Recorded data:

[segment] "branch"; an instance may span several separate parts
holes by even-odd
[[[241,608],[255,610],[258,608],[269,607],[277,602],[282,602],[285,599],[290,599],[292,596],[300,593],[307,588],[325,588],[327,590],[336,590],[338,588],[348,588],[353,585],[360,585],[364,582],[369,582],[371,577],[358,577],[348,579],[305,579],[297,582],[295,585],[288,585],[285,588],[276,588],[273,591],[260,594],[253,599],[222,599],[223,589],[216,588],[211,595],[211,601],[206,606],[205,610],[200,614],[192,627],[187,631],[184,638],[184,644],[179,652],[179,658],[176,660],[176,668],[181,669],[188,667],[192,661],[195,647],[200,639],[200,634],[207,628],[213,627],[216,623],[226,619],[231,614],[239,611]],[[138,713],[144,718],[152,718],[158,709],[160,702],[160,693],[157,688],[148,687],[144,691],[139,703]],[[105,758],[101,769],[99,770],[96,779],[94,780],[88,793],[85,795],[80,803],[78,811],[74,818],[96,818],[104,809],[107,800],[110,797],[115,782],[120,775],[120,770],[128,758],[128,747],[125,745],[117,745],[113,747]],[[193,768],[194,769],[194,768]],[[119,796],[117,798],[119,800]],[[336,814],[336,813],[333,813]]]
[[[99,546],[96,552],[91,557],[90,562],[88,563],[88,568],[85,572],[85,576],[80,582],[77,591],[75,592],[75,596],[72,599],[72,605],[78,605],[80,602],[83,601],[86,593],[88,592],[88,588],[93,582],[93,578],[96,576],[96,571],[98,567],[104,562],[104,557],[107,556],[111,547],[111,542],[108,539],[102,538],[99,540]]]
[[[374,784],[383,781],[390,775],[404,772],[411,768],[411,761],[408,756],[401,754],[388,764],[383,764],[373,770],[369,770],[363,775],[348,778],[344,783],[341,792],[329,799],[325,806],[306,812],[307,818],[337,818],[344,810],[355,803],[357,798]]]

» WRITTEN INSTRUCTION:
Reproduce the lines above word for word.

» RESULT OF THIS EXERCISE:
[segment] "branch"; an instance may span several separate parts
holes by even-odd
[[[241,608],[255,610],[258,608],[269,607],[277,602],[282,602],[285,599],[290,599],[292,596],[300,593],[307,588],[325,588],[327,590],[336,590],[338,588],[348,588],[353,585],[360,585],[364,582],[369,582],[371,577],[358,577],[348,579],[305,579],[297,582],[295,585],[288,585],[285,588],[276,588],[273,591],[260,594],[253,599],[222,599],[223,589],[216,588],[211,595],[211,601],[206,606],[205,610],[200,614],[192,627],[187,631],[184,638],[184,644],[179,652],[179,658],[176,660],[176,668],[181,669],[188,667],[192,661],[195,647],[200,639],[200,634],[207,628],[213,627],[216,623],[226,619],[231,614],[239,611]],[[138,713],[144,718],[152,718],[158,709],[160,702],[160,693],[157,688],[148,687],[144,691],[139,703]],[[105,758],[101,769],[99,770],[96,779],[94,780],[88,793],[85,795],[80,803],[78,811],[74,818],[96,818],[104,809],[107,800],[110,797],[115,782],[120,775],[120,770],[128,758],[128,747],[125,745],[117,745],[113,747]],[[193,768],[194,769],[194,768]],[[119,796],[117,798],[119,800]],[[336,814],[336,813],[333,813]]]
[[[99,546],[96,552],[91,557],[90,562],[88,563],[88,568],[85,572],[85,576],[80,582],[77,591],[75,592],[75,596],[72,599],[72,605],[78,605],[80,602],[83,601],[86,593],[88,592],[88,588],[93,582],[93,578],[96,576],[96,571],[98,567],[104,562],[104,557],[107,556],[111,547],[111,542],[108,539],[102,538],[99,540]]]
[[[374,784],[383,781],[390,775],[404,772],[411,768],[411,761],[408,756],[401,754],[388,764],[383,764],[373,770],[369,770],[363,775],[348,778],[344,783],[341,792],[329,799],[325,806],[306,812],[307,818],[337,818],[344,810],[355,803],[357,798]]]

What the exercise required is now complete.